Please translate this sentence from the creative arts therapy text below into Spanish: "Creative arts therapy brings an important balance to the school day."

## TEXT
╭──

Creative Arts Therapy
The Joan Fenichel Therapeutic Nursery (JFTN) prepares children for academic and social success. That goal is at the heart of our Creative Arts Therapy program. Our art and dance/movement therapists work with teachers and clinicians to tailor art experiences to each child's needs. These projects encourage healthy social, emotional, cognitive and physical development.
Like speech-language therapy, art therapy enhances communication skills. However, creative art therapy also adds a strong socialization benefit. Speech-language therapy, for example, is typically a one-on-one session. But creative arts therapy is often about social engagement, cooperation, positive self-expression and understanding physical boundaries. Creative arts therapy brings an important balance to the school day.
Parents get to participate in creative arts therapy activities as well. At special events, like Multicultural Day and Sibling Day, families collaborate on art projects. These are opportunities for parents and children to discover new ways to communicate with each other.

╰──

## DATA SHOWN
╭──

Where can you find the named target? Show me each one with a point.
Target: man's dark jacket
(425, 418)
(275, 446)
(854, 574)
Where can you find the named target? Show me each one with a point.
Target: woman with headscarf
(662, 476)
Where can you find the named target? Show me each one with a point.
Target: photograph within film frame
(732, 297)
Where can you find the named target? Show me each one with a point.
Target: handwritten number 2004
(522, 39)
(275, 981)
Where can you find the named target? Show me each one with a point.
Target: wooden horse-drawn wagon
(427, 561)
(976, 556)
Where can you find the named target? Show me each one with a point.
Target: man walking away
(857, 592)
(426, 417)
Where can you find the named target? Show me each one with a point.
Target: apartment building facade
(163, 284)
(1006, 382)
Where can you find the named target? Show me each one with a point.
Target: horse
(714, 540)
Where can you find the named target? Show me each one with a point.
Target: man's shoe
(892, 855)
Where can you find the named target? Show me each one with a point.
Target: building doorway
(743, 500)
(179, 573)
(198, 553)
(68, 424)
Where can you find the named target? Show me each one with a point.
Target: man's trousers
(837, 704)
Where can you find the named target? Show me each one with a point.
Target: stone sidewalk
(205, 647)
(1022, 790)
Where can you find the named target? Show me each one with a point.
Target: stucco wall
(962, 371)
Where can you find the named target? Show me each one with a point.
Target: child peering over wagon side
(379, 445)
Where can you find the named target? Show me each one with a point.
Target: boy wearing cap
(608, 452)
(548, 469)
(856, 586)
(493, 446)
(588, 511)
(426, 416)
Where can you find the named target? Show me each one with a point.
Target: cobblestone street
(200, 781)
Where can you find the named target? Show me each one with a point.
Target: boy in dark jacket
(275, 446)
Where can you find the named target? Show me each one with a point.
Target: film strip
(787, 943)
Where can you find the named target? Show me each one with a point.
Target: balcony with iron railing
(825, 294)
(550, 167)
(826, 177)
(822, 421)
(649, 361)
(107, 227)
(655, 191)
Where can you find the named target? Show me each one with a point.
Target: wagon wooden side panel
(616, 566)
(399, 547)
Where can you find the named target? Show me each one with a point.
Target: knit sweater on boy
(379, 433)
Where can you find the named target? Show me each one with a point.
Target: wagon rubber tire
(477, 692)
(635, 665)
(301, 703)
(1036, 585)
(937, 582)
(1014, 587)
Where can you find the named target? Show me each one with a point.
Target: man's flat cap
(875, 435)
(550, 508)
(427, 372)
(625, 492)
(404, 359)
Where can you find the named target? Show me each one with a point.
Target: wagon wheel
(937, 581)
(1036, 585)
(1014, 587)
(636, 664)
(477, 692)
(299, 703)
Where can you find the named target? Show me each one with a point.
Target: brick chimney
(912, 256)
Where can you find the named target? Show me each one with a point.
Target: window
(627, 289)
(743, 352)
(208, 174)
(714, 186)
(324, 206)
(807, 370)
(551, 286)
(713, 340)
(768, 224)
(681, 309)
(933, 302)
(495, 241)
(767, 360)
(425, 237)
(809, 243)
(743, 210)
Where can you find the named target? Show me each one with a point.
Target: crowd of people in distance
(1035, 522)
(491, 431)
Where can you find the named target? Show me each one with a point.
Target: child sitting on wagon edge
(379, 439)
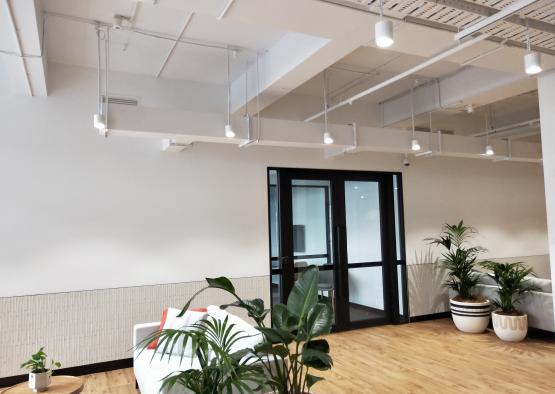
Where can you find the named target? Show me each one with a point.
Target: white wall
(82, 212)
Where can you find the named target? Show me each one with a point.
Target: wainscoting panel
(86, 327)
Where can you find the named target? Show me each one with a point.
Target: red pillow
(152, 345)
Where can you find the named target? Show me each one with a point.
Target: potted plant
(470, 312)
(39, 377)
(513, 281)
(290, 350)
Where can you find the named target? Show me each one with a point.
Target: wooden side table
(58, 385)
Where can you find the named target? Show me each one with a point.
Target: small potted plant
(39, 377)
(470, 312)
(513, 281)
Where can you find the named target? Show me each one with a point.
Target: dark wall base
(74, 371)
(433, 316)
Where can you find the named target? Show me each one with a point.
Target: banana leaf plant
(291, 348)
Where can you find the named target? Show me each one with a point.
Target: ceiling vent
(121, 101)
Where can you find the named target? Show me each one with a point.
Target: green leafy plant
(513, 281)
(458, 259)
(38, 363)
(290, 349)
(221, 369)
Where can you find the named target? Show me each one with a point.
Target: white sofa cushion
(250, 336)
(181, 323)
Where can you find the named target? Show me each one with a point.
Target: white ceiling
(72, 42)
(368, 66)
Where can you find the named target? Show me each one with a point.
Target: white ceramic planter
(510, 328)
(471, 317)
(39, 381)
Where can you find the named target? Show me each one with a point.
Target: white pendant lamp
(488, 150)
(532, 60)
(383, 30)
(228, 129)
(328, 139)
(414, 144)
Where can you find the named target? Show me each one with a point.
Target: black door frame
(390, 262)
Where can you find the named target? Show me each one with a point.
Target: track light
(532, 60)
(414, 145)
(489, 150)
(229, 133)
(383, 31)
(532, 63)
(99, 122)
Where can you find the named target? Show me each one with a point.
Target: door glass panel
(366, 300)
(274, 218)
(396, 214)
(362, 210)
(311, 222)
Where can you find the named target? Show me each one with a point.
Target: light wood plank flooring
(427, 357)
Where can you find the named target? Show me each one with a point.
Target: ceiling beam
(25, 56)
(469, 85)
(497, 17)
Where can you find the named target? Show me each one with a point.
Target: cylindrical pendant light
(414, 144)
(532, 60)
(383, 30)
(328, 139)
(98, 119)
(228, 129)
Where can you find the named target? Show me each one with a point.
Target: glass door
(341, 222)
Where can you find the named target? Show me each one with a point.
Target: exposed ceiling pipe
(486, 22)
(174, 45)
(500, 46)
(434, 59)
(162, 36)
(497, 131)
(19, 49)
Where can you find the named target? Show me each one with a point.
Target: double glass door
(348, 223)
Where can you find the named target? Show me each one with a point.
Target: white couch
(537, 304)
(150, 371)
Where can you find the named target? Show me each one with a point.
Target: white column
(546, 92)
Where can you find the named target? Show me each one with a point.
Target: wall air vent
(121, 101)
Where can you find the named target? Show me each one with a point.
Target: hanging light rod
(225, 9)
(504, 13)
(189, 41)
(434, 59)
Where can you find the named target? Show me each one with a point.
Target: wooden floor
(427, 357)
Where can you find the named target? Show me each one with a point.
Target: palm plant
(221, 369)
(512, 283)
(458, 259)
(38, 363)
(291, 348)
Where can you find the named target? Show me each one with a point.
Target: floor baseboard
(74, 371)
(432, 316)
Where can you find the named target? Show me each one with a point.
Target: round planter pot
(39, 381)
(471, 317)
(510, 328)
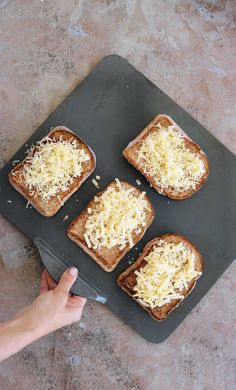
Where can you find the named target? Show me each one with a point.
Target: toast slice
(49, 207)
(128, 279)
(108, 256)
(177, 172)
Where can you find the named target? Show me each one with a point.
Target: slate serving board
(108, 109)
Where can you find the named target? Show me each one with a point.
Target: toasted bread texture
(127, 280)
(52, 206)
(107, 258)
(131, 153)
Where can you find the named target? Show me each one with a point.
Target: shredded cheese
(53, 167)
(163, 155)
(169, 269)
(118, 213)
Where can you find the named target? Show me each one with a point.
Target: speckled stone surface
(188, 48)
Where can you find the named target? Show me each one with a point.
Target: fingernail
(73, 271)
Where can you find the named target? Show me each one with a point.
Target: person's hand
(55, 307)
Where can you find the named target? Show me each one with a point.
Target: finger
(67, 280)
(51, 282)
(44, 284)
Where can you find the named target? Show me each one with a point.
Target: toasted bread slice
(107, 258)
(131, 153)
(55, 202)
(127, 280)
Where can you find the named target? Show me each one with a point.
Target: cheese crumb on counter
(95, 183)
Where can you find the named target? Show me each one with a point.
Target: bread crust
(131, 155)
(127, 279)
(106, 258)
(53, 205)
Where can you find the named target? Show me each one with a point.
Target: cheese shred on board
(164, 155)
(118, 213)
(52, 168)
(169, 269)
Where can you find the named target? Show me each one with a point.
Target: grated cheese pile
(169, 268)
(165, 156)
(118, 212)
(53, 167)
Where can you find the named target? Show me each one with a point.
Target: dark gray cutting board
(108, 109)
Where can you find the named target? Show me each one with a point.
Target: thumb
(67, 280)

╰──

## WRITTEN ANSWER
La terapia de artes creativas aporta un equilibrio importante a la jornada escolar.